### Fragmento del documento
General Martín Miguel de Güemes


El Hijo de la Patria

En la invasión inglesa a Buenos Aires de 1806, fueron gauchos los que, con más arrojo que organización disciplinada, intentaron oponer sus recursos a los aguerridos batallones de las fuerzas británicas. Uno de esos gauchos levantó en ancas a Pueyrredón, cuando su caballo fue muerto en medio del combate de Perdriel.
Según escribió el historiador inglés Henry Ferns en su libro Gran Bretaña y Argentina en el siglo XIX, los gauchos formaban una leveé en masse pero no estaban carentes de experiencia militar y su particularidad era que se trataba de jinetes por naturaleza. La experiencia militar había sido adquirida en la lucha contra el indio, ya que muchos formaban parte del regimiento de Blandengues, que cumplían funciones de guardia fronteriza y policía. Estos jinetes fueron reclutados por Pueyrredón, su superioridad numérica y su adaptación a las especificidades del ambiente los hicieron superiores a la disciplinada y bien equipada caballería de una nación europea.
El 12 de agosto de 1806, el ejército inglés, reducido a menos de mil mosquetes —en las playas de Quilmes, habían desembarcado 1635 hombres—, marchó hacía el Cabildo, cruzando la Plaza Mayor entre dos filas de milicianos criollos, donde hubo de rendir sus banderas, estrellando muchos de los vencidos con energía sus armas contra el suelo, frustrados e indignados por haber sido derrotados por aquellos “andrajosos”, “plebe frenética, que parecía asumir para sí el poder soberano”, como expresara el cronista inglés Alexander Gillespie.
En ese momento, por los arrabales septentrionales de la urbe, entraba un joven jinete con el pingo al galope tendido. Por su poncho colorado mostraba que era un gaucho salteño. Era el alférez Martín Miguel de Güemes del Regimiento “Fixo” de Buenos Aires. El gaucho Güemes, que tenía entonces 21 años, venía galopando desde la madrugada del día anterior, por el camino de postas proveniente de La Candelaria, paraje situado a 79 leguas [395 kilómetros] de Buenos Aires. Traía un despacho del virrey Sobremonte a Liniers, cumpliendo su misión en menos de treinta horas. Al presentarse ante el comandante de la Reconquista, de quien era el edecán y su principal ayudante, apenas pudo tomar un breve respiro. Una nueva misión le aguardaba.
Los pocos barcos británicos que habían sobrevivido al temporal de la noche anterior, se acercaron al Retiro para tirar sobre ese punto y sobre todo el bajo, desde allí hasta el Fuerte. En las primeras horas de la tarde, las fuerzas criollas colocaron en batería dos piezas de 18 libras, que lograron poner fuera de combate a un pequeño barco inglés y a la sumaca La Belén de los españoles, que el almirante Sir Home Riggs Popham había capturado en el Riachuelo.

### Serie de ejercicios
**a.** Contesta con datos del texto sobre Güemes:
(i) ¿Cuántos hombres habían desembarcado los ingleses en las playas de Quilmes?
(ii) ¿Qué edad tenía Güemes cuando llegó a Buenos Aires con el despacho?
(iii) ¿De cuántas libras eran las dos piezas que las fuerzas criollas colocaron en batería?
**b.** Continúa el texto sobre Güemes y la Reconquista de Buenos Aires a partir de su última oración.

### Sección de datos
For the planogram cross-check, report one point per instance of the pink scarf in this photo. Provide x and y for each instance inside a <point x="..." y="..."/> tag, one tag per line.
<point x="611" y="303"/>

### Respuestas por tarea
**a.**
(i) 1635 hombres.
(ii) 21 años.
(iii) De 18 libras.

**b.**
El Justine, buque mercante, artillado con 26 piezas y tripulado con más de cien soldados, oficiales y marineros, estuvo disparando casi toda la tarde sobre las fuerzas de la resistencia. Desconociendo los secretos de la navegación en el río, quedó varado por una súbita bajante a unos 400 metros de las barrancas de la Plaza de Toros en el Retiro —hoy Plaza San Martín—, lo que fue advertido por los centinelas de la batería Abascal.
Liniers envía a su edecán hacia el Retiro con un parte de guerra: “Ud., que siempre anda bien montado; galope por la orilla de la Alameda, que ha de encontrar a Pueyrredón, acampado a la altura de la batería Abascal, y comuníquele orden de avanzar soldados de caballería por la playa, hasta la mayor aproximación de aquel barco, que resta cortado de la escuadra en fuga ” La orden sólo implicaba aproximarse al buque, sin referencia a su abordaje.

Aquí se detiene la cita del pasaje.